(Entries from a labeling collection)

==============================

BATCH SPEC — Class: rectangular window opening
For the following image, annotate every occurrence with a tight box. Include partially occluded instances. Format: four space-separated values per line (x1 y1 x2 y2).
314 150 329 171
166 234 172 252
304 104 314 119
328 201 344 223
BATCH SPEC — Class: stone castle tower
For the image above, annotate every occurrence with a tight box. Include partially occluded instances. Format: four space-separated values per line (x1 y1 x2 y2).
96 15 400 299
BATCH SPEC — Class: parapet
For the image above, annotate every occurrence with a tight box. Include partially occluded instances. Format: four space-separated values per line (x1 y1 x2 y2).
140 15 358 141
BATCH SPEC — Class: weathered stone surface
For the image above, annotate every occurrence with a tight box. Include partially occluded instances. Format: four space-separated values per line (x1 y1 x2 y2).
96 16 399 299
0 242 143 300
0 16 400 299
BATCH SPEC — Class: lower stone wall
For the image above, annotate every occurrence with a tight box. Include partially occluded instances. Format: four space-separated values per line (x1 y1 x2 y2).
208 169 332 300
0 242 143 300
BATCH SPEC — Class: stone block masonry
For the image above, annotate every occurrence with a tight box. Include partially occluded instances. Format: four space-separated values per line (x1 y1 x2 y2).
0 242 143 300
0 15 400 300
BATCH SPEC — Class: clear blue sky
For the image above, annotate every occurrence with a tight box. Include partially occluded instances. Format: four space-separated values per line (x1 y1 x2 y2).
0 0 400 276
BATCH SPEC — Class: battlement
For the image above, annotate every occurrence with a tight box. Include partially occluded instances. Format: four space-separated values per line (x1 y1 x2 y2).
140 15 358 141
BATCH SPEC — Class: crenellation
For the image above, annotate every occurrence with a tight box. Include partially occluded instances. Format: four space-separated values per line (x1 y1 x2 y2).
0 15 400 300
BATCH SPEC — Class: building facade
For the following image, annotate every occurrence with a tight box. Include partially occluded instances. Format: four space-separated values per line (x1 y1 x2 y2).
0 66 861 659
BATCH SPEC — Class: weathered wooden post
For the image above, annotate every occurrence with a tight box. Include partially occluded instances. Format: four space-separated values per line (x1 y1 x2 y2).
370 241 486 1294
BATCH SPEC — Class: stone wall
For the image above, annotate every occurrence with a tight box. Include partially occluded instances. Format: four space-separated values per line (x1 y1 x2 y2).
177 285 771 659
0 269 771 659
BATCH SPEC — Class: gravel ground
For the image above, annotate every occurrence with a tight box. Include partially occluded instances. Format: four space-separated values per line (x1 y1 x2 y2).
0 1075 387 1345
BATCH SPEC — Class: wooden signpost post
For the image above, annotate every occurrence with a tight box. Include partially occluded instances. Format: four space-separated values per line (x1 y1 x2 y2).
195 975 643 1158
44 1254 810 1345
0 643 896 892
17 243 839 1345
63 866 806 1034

==============================

#### YOUR OBJECTIVE
Reproduce all of the entries above, replacing every "annotate" with "mark" and leaving everything else as it is.

#### RESPONSE
BATCH SPEC — Class: rectangular window opening
For the following image, mark every occurrence with a tight box. Include partially occluded instances. Format: four space-separated values per line (x1 y1 x2 y2).
314 150 329 171
166 234 172 252
304 104 314 119
328 201 344 223
BATCH SPEC — Class: stone castle tower
For the image above, mark every occurrence with a tight box. Include partially occluded instances. Format: four space-separated values per line (x1 y1 x2 y2).
96 15 400 299
BATCH SPEC — Class: parapet
For the image above, mark every occurrence with a tight box. Include partially occluded instances. Format: four space-separated values per line (x1 y1 x2 y2).
140 15 358 141
BATCH SPEC — Class: weathered stone surface
For the image above, mark every occurrence with a tight box. Include partially occluded instances. Format: four space-separated values per line (x1 y1 x2 y2).
96 16 399 299
0 242 143 300
0 16 400 299
BATCH SPEC — Class: lower stone wall
For the image above, mark every occurrence with a tight box. Include partially occluded instances. Format: four space-separated values per line (x1 y1 x2 y2).
208 169 332 300
0 242 143 300
BATCH SPEC — Class: stone block masonry
For the image above, mark every occurrence with a tight box. Include partially occluded instances. Format: four space-separated values per line (x1 y1 x2 y2).
0 242 143 300
0 15 400 300
BATCH SPEC — Class: clear blue sky
For the image above, mark every occurrence with a tight box. Include partially occluded instances. Format: four space-separated values per line (x1 y1 x2 y2).
0 0 400 276
BATCH SPEC — Class: battlement
For the image above, mark every occurrence with a tight box. Include partially occluded instances. Format: four space-separated values per line (x1 y1 x2 y2).
140 15 358 141
BATCH SPEC — Class: crenellation
For the image above, mark every occurrence with a tight box. Include partially occluded instances. Format: four space-separated values per line (x1 y1 x2 y2).
0 15 400 300
BATCH SPEC — Class: building facade
For the following image, mark every occurrence with a tight box. Include partially occluded instances. Format: four space-separated values per line (x1 y1 x2 y2).
0 66 861 659
BATCH SPEC — Class: weathered wooden post
For the image above, mark every occurrence with a tight box. Include partially occluded instances. Format: four space-separated values per line (x1 y1 x2 y2).
370 241 486 1294
BATCH SPEC — Class: stone wall
For the image above, mark every occurrence with a tight box. Include partially occluded instances. Format: four space-separated values per line (x1 y1 x2 y2).
177 285 771 659
0 269 771 659
BATCH SPEC — Class: gravel ground
For the image above, mark every occurrence with a tight box. Include partially occluded instances. Format: four space-separated values per line (x1 y1 x2 y2).
0 1075 387 1345
BATCH SPEC — Class: wooden signpost post
For the image above, mark every occurrence with a tight box. Include partially occluded instances. Format: four space-separated values per line (x1 y1 x2 y2).
195 975 643 1158
44 1254 810 1345
0 643 896 892
17 243 839 1345
63 866 806 1034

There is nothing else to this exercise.